# TASK PROMPT:
Count the lines in the entries below that contain the string "water", where a match must have the same case. Give only that number.

— START —

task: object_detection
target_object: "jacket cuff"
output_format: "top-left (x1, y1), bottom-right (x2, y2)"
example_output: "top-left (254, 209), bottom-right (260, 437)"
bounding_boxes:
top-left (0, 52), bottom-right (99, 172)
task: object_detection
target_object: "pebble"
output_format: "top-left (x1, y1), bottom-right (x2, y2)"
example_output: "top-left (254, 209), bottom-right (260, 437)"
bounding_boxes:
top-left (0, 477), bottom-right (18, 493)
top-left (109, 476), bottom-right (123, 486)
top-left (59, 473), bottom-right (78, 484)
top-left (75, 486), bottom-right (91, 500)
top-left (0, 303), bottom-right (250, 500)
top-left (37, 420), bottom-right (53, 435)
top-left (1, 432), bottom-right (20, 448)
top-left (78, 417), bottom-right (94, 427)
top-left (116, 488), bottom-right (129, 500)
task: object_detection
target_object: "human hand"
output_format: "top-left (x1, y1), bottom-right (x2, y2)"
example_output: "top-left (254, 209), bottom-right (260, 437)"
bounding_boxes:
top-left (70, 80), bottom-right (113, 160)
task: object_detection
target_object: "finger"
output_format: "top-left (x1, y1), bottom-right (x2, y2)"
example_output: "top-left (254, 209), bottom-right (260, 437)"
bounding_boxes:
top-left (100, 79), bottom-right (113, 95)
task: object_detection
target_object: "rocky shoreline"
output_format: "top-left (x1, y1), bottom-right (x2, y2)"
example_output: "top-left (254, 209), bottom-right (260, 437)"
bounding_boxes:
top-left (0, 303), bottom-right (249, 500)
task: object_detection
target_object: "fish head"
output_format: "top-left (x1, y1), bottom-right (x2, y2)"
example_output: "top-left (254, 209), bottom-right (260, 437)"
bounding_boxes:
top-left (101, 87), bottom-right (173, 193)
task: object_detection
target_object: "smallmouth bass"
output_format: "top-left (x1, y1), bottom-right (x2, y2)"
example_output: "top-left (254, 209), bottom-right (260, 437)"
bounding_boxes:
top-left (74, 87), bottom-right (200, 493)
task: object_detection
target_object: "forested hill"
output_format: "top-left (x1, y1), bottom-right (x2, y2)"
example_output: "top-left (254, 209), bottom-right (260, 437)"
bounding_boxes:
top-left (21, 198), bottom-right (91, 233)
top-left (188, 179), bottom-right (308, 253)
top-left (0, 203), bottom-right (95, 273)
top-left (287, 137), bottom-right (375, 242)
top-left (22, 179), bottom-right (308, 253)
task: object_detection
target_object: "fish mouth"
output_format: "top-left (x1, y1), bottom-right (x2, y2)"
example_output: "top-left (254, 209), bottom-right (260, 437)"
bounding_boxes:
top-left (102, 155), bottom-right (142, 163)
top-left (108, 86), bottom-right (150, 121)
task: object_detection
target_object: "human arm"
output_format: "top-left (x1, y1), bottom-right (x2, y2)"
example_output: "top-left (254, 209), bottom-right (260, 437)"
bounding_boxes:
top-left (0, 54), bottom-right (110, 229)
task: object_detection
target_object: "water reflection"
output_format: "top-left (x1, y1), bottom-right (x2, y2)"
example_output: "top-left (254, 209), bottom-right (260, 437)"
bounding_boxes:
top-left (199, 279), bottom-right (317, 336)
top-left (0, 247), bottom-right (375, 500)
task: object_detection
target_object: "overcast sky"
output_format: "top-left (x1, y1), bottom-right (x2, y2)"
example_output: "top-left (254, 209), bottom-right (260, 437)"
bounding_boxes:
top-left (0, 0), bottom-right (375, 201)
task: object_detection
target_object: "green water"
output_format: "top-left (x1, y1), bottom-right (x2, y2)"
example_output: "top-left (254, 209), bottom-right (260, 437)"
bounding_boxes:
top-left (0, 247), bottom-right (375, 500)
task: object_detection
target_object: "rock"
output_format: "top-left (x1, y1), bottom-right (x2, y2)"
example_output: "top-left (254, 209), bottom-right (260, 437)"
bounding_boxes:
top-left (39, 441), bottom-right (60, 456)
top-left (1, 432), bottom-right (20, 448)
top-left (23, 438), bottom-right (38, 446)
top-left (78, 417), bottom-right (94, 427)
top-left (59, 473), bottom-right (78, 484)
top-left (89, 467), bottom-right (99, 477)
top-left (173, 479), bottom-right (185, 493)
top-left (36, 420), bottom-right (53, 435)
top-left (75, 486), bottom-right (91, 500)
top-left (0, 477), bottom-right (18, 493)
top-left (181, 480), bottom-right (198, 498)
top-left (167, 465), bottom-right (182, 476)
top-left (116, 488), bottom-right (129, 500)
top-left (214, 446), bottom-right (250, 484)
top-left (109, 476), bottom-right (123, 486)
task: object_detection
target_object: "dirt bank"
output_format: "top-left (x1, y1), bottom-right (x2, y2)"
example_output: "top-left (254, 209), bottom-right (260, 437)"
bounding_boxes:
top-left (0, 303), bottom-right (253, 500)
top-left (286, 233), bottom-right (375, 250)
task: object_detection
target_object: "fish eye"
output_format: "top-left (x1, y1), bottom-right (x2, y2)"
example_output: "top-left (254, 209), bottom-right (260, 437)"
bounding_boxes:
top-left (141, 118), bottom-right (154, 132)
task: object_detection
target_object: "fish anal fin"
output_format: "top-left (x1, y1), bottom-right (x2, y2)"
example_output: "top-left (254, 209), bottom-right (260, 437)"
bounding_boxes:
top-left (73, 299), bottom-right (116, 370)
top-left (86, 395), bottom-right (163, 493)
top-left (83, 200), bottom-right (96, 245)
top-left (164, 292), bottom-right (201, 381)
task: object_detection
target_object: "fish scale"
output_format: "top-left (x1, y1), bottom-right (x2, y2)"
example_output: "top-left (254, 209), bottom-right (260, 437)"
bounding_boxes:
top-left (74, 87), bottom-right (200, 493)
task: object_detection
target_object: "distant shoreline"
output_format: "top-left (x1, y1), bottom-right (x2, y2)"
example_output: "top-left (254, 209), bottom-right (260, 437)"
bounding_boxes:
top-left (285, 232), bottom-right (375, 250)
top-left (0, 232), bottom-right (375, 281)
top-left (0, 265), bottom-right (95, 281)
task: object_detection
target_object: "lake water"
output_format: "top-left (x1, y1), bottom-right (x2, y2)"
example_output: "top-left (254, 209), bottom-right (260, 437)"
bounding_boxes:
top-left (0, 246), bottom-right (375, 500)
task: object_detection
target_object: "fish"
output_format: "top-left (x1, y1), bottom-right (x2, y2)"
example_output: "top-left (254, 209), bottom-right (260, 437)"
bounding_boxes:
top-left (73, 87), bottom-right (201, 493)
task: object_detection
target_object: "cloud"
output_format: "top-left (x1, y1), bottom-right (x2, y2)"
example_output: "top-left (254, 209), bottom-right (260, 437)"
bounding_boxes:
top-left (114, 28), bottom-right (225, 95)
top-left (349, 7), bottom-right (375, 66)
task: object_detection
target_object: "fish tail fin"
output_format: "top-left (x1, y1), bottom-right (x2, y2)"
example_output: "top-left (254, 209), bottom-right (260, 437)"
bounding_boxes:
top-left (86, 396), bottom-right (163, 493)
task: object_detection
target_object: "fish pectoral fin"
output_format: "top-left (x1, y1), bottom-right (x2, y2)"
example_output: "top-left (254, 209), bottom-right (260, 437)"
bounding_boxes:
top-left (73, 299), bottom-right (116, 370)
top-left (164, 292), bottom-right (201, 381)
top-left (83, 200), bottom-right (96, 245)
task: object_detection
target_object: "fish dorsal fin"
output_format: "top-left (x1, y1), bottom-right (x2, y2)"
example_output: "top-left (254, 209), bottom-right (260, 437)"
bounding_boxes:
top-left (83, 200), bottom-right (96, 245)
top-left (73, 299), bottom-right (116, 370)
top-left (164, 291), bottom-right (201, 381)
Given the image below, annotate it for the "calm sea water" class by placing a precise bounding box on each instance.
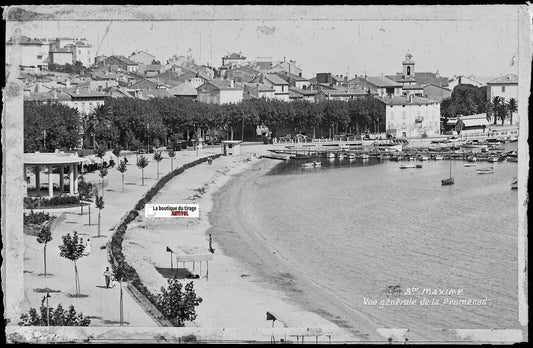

— END —

# THE RESPONSE:
4